Instructions to follow => Give back the whole listing exactly as written, leaving out each picture.

Data for review =>
═══

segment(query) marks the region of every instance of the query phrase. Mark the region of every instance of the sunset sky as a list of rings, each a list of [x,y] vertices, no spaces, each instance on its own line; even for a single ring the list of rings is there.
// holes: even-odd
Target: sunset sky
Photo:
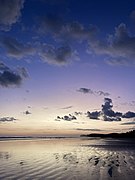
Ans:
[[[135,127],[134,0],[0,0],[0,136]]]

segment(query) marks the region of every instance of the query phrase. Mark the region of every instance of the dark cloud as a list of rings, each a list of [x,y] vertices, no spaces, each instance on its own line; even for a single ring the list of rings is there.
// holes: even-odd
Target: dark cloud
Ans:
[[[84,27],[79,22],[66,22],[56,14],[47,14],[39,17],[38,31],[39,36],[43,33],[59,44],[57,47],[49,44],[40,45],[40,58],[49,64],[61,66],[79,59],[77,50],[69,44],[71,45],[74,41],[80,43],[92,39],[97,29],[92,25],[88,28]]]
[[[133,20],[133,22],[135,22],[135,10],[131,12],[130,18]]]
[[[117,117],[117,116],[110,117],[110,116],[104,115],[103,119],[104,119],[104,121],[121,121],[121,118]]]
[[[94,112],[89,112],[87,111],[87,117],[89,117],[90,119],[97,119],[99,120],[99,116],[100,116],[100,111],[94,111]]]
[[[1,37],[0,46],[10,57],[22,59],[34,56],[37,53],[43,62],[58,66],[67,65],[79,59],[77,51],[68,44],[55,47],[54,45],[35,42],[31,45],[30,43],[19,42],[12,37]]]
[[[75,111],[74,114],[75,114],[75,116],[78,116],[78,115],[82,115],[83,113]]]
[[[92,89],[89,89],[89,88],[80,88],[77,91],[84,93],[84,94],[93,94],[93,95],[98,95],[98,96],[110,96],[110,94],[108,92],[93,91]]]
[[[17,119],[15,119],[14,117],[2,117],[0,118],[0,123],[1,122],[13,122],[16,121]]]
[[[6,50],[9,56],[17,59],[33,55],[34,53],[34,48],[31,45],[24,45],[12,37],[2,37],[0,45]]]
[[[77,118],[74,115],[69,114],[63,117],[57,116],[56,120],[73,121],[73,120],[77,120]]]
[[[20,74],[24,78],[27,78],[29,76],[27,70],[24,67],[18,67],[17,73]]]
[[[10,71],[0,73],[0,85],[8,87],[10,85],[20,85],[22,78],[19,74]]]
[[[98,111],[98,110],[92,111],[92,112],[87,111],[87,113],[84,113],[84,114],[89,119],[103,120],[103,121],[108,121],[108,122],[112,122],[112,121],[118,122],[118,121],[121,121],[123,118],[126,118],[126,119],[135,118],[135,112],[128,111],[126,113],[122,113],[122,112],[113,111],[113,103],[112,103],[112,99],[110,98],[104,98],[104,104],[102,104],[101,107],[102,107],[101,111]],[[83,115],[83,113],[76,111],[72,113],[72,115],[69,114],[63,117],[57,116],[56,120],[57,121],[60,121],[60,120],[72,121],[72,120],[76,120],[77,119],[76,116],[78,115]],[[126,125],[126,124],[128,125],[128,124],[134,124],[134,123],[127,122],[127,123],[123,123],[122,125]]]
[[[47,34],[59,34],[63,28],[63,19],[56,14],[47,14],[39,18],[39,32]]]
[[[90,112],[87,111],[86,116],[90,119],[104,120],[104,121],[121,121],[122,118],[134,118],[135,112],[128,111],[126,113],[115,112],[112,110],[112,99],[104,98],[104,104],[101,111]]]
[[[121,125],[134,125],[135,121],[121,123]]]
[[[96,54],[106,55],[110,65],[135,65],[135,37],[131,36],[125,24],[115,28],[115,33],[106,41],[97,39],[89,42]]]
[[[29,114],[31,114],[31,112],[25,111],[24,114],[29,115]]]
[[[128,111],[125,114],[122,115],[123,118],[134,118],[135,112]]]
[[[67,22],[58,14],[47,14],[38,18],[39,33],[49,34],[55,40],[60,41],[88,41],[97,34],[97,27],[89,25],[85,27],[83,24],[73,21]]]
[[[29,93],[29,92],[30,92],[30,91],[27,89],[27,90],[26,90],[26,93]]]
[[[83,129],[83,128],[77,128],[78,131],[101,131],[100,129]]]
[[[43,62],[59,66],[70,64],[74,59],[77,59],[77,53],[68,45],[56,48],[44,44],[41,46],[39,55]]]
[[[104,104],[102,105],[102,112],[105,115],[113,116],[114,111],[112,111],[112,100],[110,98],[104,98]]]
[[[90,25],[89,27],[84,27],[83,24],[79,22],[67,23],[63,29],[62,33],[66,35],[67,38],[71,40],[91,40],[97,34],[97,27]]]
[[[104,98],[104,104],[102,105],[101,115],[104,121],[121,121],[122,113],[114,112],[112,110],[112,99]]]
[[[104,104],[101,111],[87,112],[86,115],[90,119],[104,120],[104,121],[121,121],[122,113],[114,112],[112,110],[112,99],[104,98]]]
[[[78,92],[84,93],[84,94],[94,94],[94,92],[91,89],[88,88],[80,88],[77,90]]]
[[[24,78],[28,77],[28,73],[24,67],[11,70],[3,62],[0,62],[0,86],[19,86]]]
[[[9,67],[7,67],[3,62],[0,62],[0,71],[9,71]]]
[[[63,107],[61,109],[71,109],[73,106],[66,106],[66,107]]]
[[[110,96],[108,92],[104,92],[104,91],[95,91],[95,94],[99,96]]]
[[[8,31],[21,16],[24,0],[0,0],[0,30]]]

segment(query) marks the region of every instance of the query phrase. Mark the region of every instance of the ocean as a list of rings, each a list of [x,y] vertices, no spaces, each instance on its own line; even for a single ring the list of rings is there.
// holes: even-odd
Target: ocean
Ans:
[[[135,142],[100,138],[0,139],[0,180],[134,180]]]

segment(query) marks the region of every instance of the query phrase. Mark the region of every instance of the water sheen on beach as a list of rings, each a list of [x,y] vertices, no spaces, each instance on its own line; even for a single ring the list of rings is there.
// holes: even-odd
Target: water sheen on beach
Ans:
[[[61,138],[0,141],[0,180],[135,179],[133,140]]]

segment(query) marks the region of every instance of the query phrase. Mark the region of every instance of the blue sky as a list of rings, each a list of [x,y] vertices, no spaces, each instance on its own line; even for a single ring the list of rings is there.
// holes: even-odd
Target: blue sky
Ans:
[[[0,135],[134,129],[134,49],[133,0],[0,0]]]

═══

Your response =>
segment(query) marks the region of every instance of the query phrase. Mark the region of every instance of the sunset sky as a list of rings, each a list of [x,y] vertices, no spaces, each instance on its own line; even for a single ring the list of rings is there.
// holes: even-odd
Target: sunset sky
Photo:
Ans:
[[[135,127],[134,0],[0,0],[0,136]]]

segment(query) marks the region of every instance of the query phrase. Mark the region of every instance of the dark cloud as a list of rings, each a list of [x,y] vertices, no spaces, each instance on its own line; even for a single ring the list of rings is there.
// holes: even-odd
Target: dark cloud
Ans:
[[[84,27],[79,22],[66,22],[56,14],[47,14],[39,17],[38,31],[39,36],[43,33],[59,44],[57,47],[49,44],[40,45],[40,58],[49,64],[61,66],[79,59],[77,50],[69,44],[71,45],[74,41],[80,43],[92,39],[97,29],[92,25],[88,28]]]
[[[133,20],[133,22],[135,22],[135,10],[131,12],[130,18]]]
[[[117,117],[117,116],[110,117],[110,116],[104,115],[103,119],[104,119],[104,121],[121,121],[121,118]]]
[[[94,112],[89,112],[87,111],[87,117],[89,117],[90,119],[97,119],[99,120],[99,116],[100,116],[100,111],[94,111]]]
[[[1,37],[0,46],[10,57],[22,59],[34,56],[37,53],[43,62],[58,66],[67,65],[79,59],[77,51],[68,44],[55,47],[54,45],[35,42],[31,45],[30,43],[19,42],[12,37]]]
[[[75,111],[74,114],[75,114],[75,116],[78,116],[78,115],[82,115],[83,113]]]
[[[92,89],[89,89],[89,88],[80,88],[77,91],[84,93],[84,94],[93,94],[93,95],[98,95],[98,96],[110,96],[110,94],[108,92],[93,91]]]
[[[17,119],[15,119],[14,117],[2,117],[0,118],[0,123],[1,122],[13,122],[16,121]]]
[[[6,50],[9,56],[17,59],[33,55],[34,53],[34,48],[31,45],[24,45],[12,37],[2,37],[0,45]]]
[[[77,118],[74,115],[69,114],[63,117],[57,116],[56,120],[73,121],[73,120],[77,120]]]
[[[20,74],[24,78],[27,78],[29,76],[27,70],[24,67],[18,67],[17,73]]]
[[[10,71],[0,73],[0,85],[8,87],[10,85],[20,85],[22,78],[19,74]]]
[[[98,111],[98,110],[92,111],[92,112],[87,111],[87,113],[84,113],[84,114],[89,119],[103,120],[103,121],[108,121],[108,122],[112,122],[112,121],[118,122],[118,121],[121,121],[123,118],[126,118],[126,119],[135,118],[135,112],[128,111],[126,113],[122,113],[122,112],[113,111],[113,103],[112,103],[112,99],[110,98],[104,98],[104,104],[102,104],[101,107],[102,107],[101,111]],[[83,115],[83,113],[76,111],[72,113],[72,115],[69,114],[63,117],[57,116],[56,120],[57,121],[60,121],[60,120],[72,121],[72,120],[76,120],[77,119],[76,116],[78,115]],[[126,125],[126,124],[128,125],[128,124],[134,124],[134,123],[127,122],[127,123],[123,123],[122,125]]]
[[[47,34],[59,34],[63,28],[63,19],[56,14],[47,14],[39,18],[39,32]]]
[[[90,112],[87,111],[86,116],[90,119],[104,120],[104,121],[121,121],[122,118],[134,118],[135,112],[128,111],[126,113],[115,112],[112,110],[112,99],[104,98],[104,104],[101,111]]]
[[[121,125],[134,125],[135,121],[121,123]]]
[[[96,54],[106,55],[110,65],[135,65],[135,37],[131,36],[125,24],[115,28],[115,33],[106,41],[97,39],[89,42]]]
[[[29,114],[31,114],[31,112],[25,111],[24,114],[29,115]]]
[[[128,111],[125,114],[122,115],[123,118],[134,118],[135,112]]]
[[[67,22],[58,14],[47,14],[38,18],[39,33],[49,34],[55,40],[60,41],[88,41],[97,34],[97,27],[89,25],[85,27],[83,24],[73,21]]]
[[[29,93],[29,92],[30,92],[30,91],[27,89],[27,90],[26,90],[26,93]]]
[[[83,129],[83,128],[77,128],[78,131],[101,131],[100,129]]]
[[[43,62],[59,66],[70,64],[74,59],[77,59],[77,53],[68,45],[56,48],[44,44],[41,46],[39,55]]]
[[[104,104],[102,105],[102,112],[105,115],[113,116],[114,111],[112,111],[112,100],[110,98],[104,98]]]
[[[90,25],[89,27],[84,27],[83,24],[79,22],[67,23],[63,29],[62,33],[66,35],[67,38],[71,40],[91,40],[97,34],[97,27]]]
[[[104,98],[104,104],[102,105],[101,115],[104,121],[121,121],[122,113],[114,112],[112,110],[112,99]]]
[[[104,104],[101,111],[87,112],[86,115],[90,119],[104,120],[104,121],[121,121],[122,113],[114,112],[112,110],[112,99],[104,98]]]
[[[78,92],[84,93],[84,94],[94,94],[94,92],[91,89],[88,88],[80,88],[77,90]]]
[[[24,78],[28,77],[28,73],[24,67],[11,70],[3,62],[0,62],[0,86],[19,86]]]
[[[9,67],[7,67],[3,62],[0,62],[0,71],[9,71]]]
[[[63,107],[61,109],[71,109],[73,106],[66,106],[66,107]]]
[[[110,96],[108,92],[104,92],[104,91],[95,91],[95,94],[99,96]]]
[[[8,31],[21,16],[24,0],[0,0],[0,30]]]

segment(query) marks the region of every instance of the query phrase. Mark the region of every instance of the ocean as a list of rings, each a list of [x,y] vertices, no spaces, each instance on its own line; even for a single ring the list of rings is there.
// holes: even-odd
Target: ocean
Ans:
[[[135,142],[100,138],[0,139],[0,180],[134,180]]]

segment(query) marks the region of every instance of the query phrase. Mark the region of every instance of the water sheen on beach as a list of rings, each a list of [x,y] vertices, no spaces, each instance on its own line; even for a single ring the list of rings is there.
// holes: even-odd
Target: water sheen on beach
Ans:
[[[61,138],[0,141],[0,180],[135,179],[133,140]]]

segment(query) marks the region of every instance of the query phrase. Mark the region of every instance of the blue sky as a list of rings, each a list of [x,y] vertices, no spaces, each instance on its own line; even for a single ring the list of rings is there.
// holes: even-odd
Target: blue sky
Ans:
[[[0,135],[134,129],[134,49],[133,0],[0,0]]]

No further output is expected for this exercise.